▸ **Work to complete**:
Pull every line with "trophy" from the material.

▸ **Information**:
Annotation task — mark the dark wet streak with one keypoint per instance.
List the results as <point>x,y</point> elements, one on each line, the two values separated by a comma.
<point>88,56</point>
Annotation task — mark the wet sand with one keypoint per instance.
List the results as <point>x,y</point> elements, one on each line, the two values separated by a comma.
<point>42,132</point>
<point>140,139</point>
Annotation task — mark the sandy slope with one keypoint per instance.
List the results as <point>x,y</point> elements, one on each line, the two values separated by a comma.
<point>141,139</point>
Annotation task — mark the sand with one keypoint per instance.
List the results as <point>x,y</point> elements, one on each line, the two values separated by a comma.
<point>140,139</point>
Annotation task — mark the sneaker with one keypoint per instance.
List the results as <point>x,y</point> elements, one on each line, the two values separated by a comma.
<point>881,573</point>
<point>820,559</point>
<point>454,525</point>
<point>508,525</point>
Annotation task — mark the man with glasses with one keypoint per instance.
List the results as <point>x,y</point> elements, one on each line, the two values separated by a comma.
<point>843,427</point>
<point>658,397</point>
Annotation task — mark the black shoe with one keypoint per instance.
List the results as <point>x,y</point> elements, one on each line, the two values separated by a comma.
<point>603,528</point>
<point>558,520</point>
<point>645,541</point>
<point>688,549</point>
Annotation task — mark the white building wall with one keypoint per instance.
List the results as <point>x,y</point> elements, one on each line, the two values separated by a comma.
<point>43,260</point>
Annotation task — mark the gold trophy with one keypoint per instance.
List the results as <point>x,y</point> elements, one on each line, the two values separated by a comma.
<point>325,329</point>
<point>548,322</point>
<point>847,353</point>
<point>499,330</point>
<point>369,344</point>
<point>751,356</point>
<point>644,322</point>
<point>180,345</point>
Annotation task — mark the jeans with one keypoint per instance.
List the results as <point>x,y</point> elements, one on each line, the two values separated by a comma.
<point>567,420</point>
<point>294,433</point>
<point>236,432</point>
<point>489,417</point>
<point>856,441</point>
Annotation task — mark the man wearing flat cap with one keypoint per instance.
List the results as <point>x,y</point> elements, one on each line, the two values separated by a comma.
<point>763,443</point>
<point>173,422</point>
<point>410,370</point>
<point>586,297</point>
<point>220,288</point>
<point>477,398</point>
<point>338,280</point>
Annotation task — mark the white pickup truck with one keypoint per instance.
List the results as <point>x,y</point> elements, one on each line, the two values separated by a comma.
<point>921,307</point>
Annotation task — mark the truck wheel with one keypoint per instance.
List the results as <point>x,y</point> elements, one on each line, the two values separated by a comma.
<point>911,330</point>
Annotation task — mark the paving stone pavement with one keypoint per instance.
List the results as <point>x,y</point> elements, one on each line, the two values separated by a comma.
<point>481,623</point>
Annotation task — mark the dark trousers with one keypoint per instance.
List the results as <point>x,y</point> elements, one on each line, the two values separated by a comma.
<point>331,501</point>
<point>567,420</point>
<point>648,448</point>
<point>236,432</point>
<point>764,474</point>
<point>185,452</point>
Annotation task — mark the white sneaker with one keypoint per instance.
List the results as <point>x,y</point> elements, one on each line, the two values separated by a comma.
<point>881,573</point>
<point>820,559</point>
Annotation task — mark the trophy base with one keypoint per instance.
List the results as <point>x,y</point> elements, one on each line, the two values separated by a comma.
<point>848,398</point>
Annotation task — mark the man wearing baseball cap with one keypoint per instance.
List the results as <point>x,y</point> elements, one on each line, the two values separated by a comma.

▸ **Answer to this task**:
Annotation task — mark the gold trophy with one keypoint per instance.
Annotation task — mark the trophy base with one keypoint per instance.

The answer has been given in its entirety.